Task to carry out =
Restate all of the records below, requests included, offsetting every x and y coordinate in the answers by +32. Leave the pictures out.

Data section =
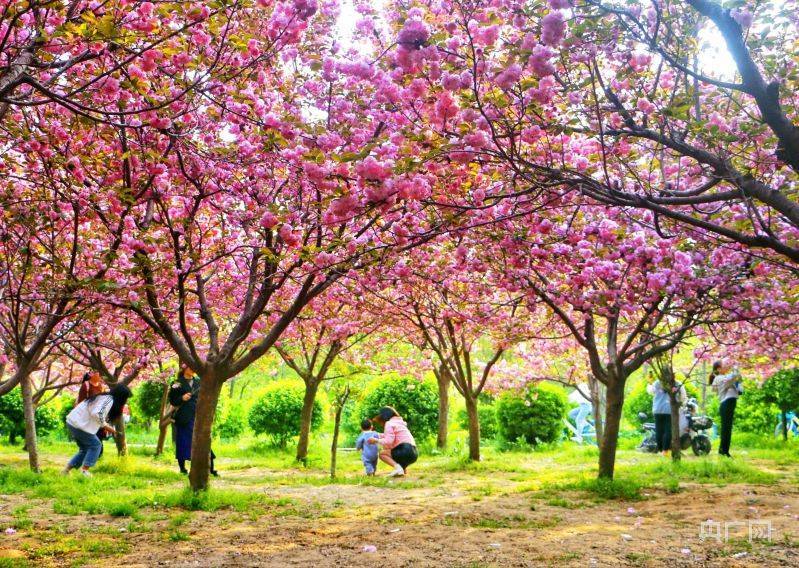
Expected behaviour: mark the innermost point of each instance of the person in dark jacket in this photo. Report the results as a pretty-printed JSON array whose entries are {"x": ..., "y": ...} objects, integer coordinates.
[{"x": 183, "y": 396}]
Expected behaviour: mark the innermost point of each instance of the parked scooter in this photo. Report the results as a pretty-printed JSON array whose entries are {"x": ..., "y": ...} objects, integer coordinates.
[{"x": 693, "y": 430}]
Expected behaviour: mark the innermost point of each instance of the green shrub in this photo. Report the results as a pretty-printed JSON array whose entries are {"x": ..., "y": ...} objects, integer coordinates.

Written answer =
Expected behaviour: mark the innermost point of each instance of the person in dark jacket in this photo. Report the results as a pretty-printed JSON array whose entries are {"x": ..., "y": ...} objects, integer coordinates.
[{"x": 215, "y": 428}]
Expected behaviour: mark the innermost point of each instance of the parked scooter in this photo. Report the results as a pretty-printed JSON array whose entries are {"x": ..., "y": ...} objects, integer coordinates.
[{"x": 725, "y": 462}]
Expected behaviour: mark the innermost point of each instance of the green shrub in this photo. Report the results as a pretty-printed JSON array whose entries are {"x": ..., "y": ...} objects, integer coordinates.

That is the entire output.